Excerpted passage:
********

RAMOT, BRACHA (1927–2006), physician and medical researcher. Ramot was born in Raseinei, Lithuania. In 1941, after the occupation of Lithuania by the Soviets, she was transferred to Komi in North Russia, where she studied to become a practical nurse (felsher) and substituted for a family physician. Simultaneously, she also graduated from an evening high school. She arrived in Israel illegally via Poland and Cyprus in 1947, to be joined by her family 27 years later. During the Israel War of Independence she served in the *Palmaḥas a nurse. She then studied at the Hebrew University-Hadassah Medical School, from which she graduated in 1952. She did her internship and residency in medicine at the Tel Hashomer (now Sheba) Hospital.

********

Recorded information:
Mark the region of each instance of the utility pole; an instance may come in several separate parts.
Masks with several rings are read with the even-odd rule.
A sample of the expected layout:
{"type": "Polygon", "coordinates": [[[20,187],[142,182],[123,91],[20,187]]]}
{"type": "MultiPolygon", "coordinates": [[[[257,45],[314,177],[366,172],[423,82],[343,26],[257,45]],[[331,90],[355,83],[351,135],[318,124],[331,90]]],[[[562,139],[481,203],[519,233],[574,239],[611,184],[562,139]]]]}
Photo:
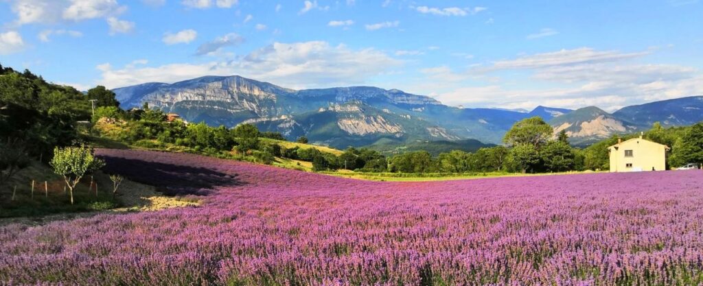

********

Task objective: Continue the biographical entry on Bracha Ramot, starting after its last sentence.

Reply:
In 1954–56 Ramot trained with Karl Singer in hematology at the Michael Reese Hospital, Chicago, and in 1956–57 at the Albert Einstein College of Medicine with Irving London. Upon her return to Israel, she established the Institute of Hematology at Tel Hashomer Hospital and took an active part in the founding of the Sackler Faculty of Medicine of Tel Aviv University. From 1971 until her retirement in 1994 she was professor and head of the Hematology Section at the Postgraduate School of Medicine, Tel Aviv University. In 1975–79 she was head of the Blood Service of *Magen David Adom and in 1991–96 she was medical director of the Maccabi Health Services. She educated an entire generation of hematologists who became leaders in the field in Israel. In 2001 she was awarded the Israel Prize in medical sciences.

Ramot was involved in a number of fields of basic and clinical research. They included red cell enzymes and cell aging, circadian rhythms of enzymes, variants of glucose-6-phospahate dehydrogenase (G6PD), genetic variants of serum proteins in Jewish ethnic groups and Arabs, and effects of genetic and environmental factors on the hematologic malignancies. She described the clinical and pathologic entity of small intestinal lymphoma with malabsorption in Arab and non-Ashkenazi Jewish young adults.